Deepen the breath, with immediate attention, and stay with the breath for a little longer, and all sorts of movements may start. Emotion may start to surface, and held-in emotion is yet another cause of reduced flexibility. Even the mere alteration of thought or attention can facilitate flexible movement. Attitude and intention of the practitioner create an atmosphere where a holding pattern feels secure enough to risk the possibility of letting go. As the breath moves, the mind moves; as the mind moves, the nervous system moves; and you cannot separate the movements of mind, breath, and body any more than you can take the essence “onion” out of any layer of an onion. Yoga is the node where at least two things meet, and we find such nodes wherever the sheaths come together. But the sheaths are always together, and that is the great paradox: mind and body are always working with breath in the same way that the present moment is always occurring whether you are there for it or not.

The elastic nature of the kośas enables them to carry the memory or intelligence of exactly how the body would like to be arranged to enjoy the greatest ease. Every symptom is an attempt at arranging the sheaths of the mind-body in such a way that balance can be regained. Sheaths of the body under tension are always trying to pull the body back to this state of greatest ease. All psychological symptoms, whether anxiety, depression, or even emotional pain, are the psyche’s attempt to balance the sheaths of the mind-body process. Although many symptoms do not at first seem to have a purpose, they are almost always attempts at balance, no matter how perverted. The breath and the body know in full detail and with total accuracy exactly what they need to do, and what assistance they need in order to return to a state of ease.

The kośas teach us that the systems of the human mind and body, like the larger systems in ecology, are open to, and interact with, their environments, and that they can acquire qualitatively new properties throughout their life cycle, resulting in continual evolution. In other words, we are extremely elastic, and what appears on the surface as fixed and closed is actually an impermanent and flexible process. Rather than reducing an entity such as the human mind or body to the properties of its parts or elements (for example, organs or cells), kośa theory focuses on the arrangement of and relations between the parts, which connect them into a whole. In the Vedas, the relationships between the kośas are not just considered in terms of layers but are also thought of as food for one another. The kośas nourish one another.
────────────────────────────────────────
● Required work:
A. From the passage on the kośas, reproduce the text starting at "The elastic nature" and ending at "state of ease.".
B. Carry on the passage about the kośas from the point where it stops.

● Recorded data:
────────────────────────────────────────
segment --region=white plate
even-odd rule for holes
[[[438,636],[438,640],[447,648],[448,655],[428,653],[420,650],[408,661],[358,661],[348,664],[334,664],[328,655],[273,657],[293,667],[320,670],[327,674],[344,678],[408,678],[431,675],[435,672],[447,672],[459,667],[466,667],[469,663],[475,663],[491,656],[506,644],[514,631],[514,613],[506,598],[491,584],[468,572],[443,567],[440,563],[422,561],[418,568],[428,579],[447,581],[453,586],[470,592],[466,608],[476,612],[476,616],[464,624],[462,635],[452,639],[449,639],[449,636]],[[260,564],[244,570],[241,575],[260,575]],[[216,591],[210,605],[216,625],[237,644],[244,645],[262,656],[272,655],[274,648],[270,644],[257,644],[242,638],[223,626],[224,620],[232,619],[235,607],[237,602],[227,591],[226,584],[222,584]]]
────────────────────────────────────────
● List of answers:
A.
The elastic nature of the kośas enables them to carry the memory or intelligence of exactly how the body would like to be arranged to enjoy the greatest ease. Every symptom is an attempt at arranging the sheaths of the mind-body in such a way that balance can be regained. Sheaths of the body under tension are always trying to pull the body back to this state of greatest ease. All psychological symptoms, whether anxiety, depression, or even emotional pain, are the psyche’s attempt to balance the sheaths of the mind-body process. Although many symptoms do not at first seem to have a purpose, they are almost always attempts at balance, no matter how perverted. The breath and the body know in full detail and with total accuracy exactly what they need to do, and what assistance they need in order to return to a state of ease.

B.
We are so used to categorizing the body into parts or looking at our psychological symptoms as somehow separate from the rest of our life. Or we practice the physically demanding practices of Hatha Yoga without opening up to the way these practices affect other aspects of our lives. But whatever we are engaged in is part of a larger system. This is the teaching of Indra’s Net. The nature of the mind-body is a whole system and so, just like an economy, a family, a company, a community, and many other things, can be looked at as interdependent systems.

Yoga challenges us to take a view that would include all the factors involved in any given situation and examine how they relate to one another as well as how they work as a whole. This requires flexibility of perspective and focused attention. To deal with a whole system, we can’t leave anything out as irrelevant.

The systems of the body are dynamic; they change, move, and develop. Frozen pictures of how things are supposed to be do us no good; we need to deal with live systems, whatever surprising directions that might take us in. This is what we call “beginner’s mind.”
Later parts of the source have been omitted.